* [Your assignment] If a line in the data holds "layout", copy that line out in full.

Referring expression data:
^^^^^^^^

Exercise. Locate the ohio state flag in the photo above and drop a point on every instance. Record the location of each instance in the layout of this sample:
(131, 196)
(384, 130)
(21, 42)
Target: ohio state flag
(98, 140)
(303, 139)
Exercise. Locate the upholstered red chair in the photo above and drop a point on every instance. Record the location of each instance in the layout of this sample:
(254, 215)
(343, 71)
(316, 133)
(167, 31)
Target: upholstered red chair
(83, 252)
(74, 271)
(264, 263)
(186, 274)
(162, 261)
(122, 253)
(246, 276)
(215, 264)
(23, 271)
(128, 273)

^^^^^^^^

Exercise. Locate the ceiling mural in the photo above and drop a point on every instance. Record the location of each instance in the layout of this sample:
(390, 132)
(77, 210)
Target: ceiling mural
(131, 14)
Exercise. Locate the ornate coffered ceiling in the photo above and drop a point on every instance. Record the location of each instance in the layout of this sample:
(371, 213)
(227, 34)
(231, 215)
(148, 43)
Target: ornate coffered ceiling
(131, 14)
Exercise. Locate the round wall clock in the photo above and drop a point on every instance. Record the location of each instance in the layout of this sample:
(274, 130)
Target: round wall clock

^^^^^^^^

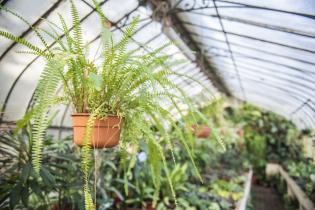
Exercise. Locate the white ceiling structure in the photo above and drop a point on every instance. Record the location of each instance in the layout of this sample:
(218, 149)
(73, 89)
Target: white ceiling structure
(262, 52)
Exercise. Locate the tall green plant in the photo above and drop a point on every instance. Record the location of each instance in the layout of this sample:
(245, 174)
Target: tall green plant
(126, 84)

^^^^^^^^

* [Result for this exercise]
Exercise. Locate the ohio state flag in the photo above and drop a point on every instance. Record the location of each instance in the layout of this sample:
Exercise. Locate the upholstered red chair in the photo above and drop a point on every instance. Record the location of each instance in the layout of this sample:
Exercise. Locate the ceiling mural in the photo above and drop a point on every instance. Record the location of each instance in the layout of this sample:
Exercise. Locate the ornate coffered ceiling in the photo above and drop a point on every instance. Record the location of each instance in the layout of this sample:
Exercise. Locate the round wall clock in the photo above and drop a point on every instance. Record the location of each instance in the layout of this sample:
Exercise. Locate the white ceiling structure in the photo above and drop a point on every instance. Record the location of each instance in the layout of this sample:
Exercise. Locate the tall green plant in the photo above and drop a point on every instance. Record the location of each instance in the layout of this sample:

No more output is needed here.